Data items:
= Beginning of Section =

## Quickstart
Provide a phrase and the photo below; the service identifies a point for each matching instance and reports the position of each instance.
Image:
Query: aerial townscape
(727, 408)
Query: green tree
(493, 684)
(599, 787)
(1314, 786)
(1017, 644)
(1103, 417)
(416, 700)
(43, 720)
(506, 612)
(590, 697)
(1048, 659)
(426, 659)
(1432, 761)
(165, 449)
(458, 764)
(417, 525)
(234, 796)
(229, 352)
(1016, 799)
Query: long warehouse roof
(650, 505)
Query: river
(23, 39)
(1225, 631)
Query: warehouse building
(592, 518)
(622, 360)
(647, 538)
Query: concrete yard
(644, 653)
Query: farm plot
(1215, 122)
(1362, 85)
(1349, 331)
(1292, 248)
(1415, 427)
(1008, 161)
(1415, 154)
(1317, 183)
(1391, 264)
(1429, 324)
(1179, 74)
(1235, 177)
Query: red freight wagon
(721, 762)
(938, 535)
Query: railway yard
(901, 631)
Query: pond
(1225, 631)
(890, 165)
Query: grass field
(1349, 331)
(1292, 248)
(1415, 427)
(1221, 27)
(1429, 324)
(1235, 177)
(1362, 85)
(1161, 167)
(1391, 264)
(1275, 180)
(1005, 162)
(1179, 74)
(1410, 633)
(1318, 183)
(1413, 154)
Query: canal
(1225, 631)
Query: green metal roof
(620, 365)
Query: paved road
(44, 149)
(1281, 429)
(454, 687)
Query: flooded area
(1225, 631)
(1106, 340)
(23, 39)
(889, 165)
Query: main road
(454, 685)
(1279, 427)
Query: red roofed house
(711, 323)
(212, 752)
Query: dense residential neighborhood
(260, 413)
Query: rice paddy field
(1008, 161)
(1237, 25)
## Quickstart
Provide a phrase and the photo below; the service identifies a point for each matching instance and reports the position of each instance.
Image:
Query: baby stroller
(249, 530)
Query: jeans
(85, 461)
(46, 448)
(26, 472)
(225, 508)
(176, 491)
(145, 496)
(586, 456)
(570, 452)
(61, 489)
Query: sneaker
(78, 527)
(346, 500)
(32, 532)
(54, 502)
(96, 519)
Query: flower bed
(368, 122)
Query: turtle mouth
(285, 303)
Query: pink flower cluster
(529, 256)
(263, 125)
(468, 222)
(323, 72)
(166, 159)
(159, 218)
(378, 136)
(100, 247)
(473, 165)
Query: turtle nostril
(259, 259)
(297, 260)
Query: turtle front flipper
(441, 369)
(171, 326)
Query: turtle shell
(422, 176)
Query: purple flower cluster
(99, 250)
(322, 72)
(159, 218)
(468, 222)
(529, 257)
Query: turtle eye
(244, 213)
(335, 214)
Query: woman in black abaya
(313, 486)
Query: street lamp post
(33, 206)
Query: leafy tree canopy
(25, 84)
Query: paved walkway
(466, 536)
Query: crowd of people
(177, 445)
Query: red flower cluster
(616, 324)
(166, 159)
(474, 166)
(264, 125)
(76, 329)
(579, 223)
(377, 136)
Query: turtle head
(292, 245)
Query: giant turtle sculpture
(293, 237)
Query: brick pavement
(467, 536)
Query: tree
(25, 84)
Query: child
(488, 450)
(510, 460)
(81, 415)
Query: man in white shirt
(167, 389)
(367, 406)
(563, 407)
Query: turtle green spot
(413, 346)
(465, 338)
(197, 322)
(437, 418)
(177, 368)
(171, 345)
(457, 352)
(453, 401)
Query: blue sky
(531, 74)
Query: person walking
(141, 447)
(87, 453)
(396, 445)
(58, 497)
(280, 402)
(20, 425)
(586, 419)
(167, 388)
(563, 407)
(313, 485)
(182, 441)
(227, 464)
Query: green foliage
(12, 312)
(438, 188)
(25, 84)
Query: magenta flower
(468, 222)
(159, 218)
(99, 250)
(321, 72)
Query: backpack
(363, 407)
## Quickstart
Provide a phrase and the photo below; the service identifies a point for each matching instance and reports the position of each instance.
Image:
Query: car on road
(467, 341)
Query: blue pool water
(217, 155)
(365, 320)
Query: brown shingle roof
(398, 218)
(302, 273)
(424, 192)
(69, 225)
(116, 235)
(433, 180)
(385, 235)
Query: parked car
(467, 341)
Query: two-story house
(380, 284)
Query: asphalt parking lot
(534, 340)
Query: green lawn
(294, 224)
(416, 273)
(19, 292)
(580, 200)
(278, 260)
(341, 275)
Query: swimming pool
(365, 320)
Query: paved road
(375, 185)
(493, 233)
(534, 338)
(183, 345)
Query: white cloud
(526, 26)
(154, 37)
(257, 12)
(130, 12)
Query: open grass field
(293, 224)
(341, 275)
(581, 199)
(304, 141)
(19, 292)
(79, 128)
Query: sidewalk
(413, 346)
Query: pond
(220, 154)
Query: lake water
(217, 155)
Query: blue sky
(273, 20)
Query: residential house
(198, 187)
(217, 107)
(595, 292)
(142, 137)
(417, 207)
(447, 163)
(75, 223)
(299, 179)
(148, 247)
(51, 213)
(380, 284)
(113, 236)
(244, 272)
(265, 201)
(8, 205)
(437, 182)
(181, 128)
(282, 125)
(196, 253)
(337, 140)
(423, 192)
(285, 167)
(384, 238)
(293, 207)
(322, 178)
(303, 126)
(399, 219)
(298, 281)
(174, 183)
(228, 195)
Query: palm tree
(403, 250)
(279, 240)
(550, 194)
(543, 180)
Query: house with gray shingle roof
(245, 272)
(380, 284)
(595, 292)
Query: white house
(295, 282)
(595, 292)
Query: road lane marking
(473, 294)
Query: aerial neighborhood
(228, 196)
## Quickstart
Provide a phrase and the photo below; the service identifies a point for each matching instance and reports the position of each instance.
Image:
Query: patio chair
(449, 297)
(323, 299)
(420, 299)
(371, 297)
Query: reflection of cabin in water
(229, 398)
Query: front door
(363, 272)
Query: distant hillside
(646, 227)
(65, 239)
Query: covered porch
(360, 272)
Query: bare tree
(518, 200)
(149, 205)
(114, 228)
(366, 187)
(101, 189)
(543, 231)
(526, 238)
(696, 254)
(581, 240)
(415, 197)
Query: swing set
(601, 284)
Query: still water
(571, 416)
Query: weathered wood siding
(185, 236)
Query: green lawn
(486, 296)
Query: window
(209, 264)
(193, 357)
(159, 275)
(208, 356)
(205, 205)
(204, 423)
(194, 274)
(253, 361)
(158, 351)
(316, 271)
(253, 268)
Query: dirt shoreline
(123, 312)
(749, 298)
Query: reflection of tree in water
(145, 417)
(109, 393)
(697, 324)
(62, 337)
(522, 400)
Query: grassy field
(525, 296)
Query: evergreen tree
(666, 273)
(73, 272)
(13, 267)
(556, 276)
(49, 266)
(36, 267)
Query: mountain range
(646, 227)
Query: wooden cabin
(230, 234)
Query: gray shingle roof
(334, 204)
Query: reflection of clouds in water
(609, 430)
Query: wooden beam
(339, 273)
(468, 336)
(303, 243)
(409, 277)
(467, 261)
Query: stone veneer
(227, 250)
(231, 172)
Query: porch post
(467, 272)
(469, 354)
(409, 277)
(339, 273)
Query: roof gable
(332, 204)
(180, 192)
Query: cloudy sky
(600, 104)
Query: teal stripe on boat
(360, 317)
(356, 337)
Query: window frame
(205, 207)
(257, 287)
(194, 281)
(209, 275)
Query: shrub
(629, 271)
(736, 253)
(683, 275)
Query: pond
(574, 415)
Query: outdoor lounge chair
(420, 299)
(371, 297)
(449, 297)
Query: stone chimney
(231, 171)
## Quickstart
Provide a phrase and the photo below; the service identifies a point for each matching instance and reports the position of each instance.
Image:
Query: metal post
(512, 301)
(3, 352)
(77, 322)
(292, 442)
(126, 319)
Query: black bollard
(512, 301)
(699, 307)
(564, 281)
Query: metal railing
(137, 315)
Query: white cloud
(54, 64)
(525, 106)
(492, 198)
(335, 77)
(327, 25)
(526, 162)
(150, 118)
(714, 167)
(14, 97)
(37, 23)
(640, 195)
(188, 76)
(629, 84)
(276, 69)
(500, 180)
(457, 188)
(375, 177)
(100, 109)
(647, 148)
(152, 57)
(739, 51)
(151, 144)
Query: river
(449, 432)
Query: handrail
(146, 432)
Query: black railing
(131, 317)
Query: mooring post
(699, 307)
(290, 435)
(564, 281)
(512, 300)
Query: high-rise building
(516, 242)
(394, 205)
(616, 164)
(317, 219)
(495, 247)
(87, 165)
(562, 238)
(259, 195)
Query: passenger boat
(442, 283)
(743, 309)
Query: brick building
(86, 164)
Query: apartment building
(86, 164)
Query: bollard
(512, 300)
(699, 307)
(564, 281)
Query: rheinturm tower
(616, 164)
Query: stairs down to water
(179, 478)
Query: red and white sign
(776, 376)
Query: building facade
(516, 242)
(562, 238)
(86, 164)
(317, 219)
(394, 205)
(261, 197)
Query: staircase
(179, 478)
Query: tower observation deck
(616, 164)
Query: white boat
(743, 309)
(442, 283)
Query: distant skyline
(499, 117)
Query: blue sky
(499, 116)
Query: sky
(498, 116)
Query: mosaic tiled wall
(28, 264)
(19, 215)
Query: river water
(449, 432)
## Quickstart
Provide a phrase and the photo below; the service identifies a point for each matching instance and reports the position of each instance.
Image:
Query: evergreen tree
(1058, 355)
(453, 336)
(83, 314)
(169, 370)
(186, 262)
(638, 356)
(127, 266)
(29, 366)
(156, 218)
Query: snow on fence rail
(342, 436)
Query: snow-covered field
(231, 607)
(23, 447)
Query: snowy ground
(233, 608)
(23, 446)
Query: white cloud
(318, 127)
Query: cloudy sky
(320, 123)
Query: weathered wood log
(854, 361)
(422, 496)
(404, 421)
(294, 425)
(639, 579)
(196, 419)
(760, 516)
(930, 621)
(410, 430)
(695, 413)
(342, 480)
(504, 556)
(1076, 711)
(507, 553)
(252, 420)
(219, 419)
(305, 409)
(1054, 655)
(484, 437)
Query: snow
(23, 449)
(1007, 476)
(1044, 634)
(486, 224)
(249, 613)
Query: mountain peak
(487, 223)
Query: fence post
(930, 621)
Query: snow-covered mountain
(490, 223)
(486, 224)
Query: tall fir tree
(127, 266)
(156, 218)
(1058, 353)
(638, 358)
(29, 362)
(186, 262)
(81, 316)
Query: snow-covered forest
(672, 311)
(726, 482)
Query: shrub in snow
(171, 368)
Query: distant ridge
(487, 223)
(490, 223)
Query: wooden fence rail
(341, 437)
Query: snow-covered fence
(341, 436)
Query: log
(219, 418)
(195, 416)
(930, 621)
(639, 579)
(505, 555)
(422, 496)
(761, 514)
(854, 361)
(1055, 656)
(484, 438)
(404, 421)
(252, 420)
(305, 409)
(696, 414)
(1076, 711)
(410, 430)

= End of Section =

=== Exercise description ===
No line before the one with "Query: weathered wood log" belongs in the answer; copy that line and the rest of the records exactly.

=== Exercise answer ===
Query: weathered wood log
(854, 361)
(422, 496)
(404, 421)
(294, 425)
(639, 579)
(196, 419)
(760, 516)
(930, 621)
(410, 430)
(695, 413)
(342, 480)
(504, 556)
(1076, 711)
(507, 553)
(252, 420)
(219, 419)
(305, 409)
(1054, 655)
(484, 437)
Query: snow
(23, 449)
(1007, 476)
(1044, 634)
(486, 224)
(249, 613)
Query: mountain peak
(487, 223)
Query: fence post
(930, 621)
Query: snow-covered mountain
(490, 223)
(486, 224)
Query: tall fir tree
(127, 266)
(156, 218)
(1058, 353)
(638, 358)
(29, 362)
(186, 262)
(81, 316)
Query: snow-covered forest
(672, 311)
(726, 482)
Query: shrub in snow
(171, 368)
Query: distant ridge
(487, 223)
(490, 223)
Query: wooden fence rail
(341, 437)
Query: snow-covered fence
(341, 436)
Query: log
(219, 418)
(195, 416)
(930, 621)
(639, 579)
(505, 555)
(422, 496)
(761, 514)
(854, 361)
(1055, 656)
(484, 438)
(404, 421)
(252, 420)
(305, 409)
(696, 414)
(1076, 711)
(410, 430)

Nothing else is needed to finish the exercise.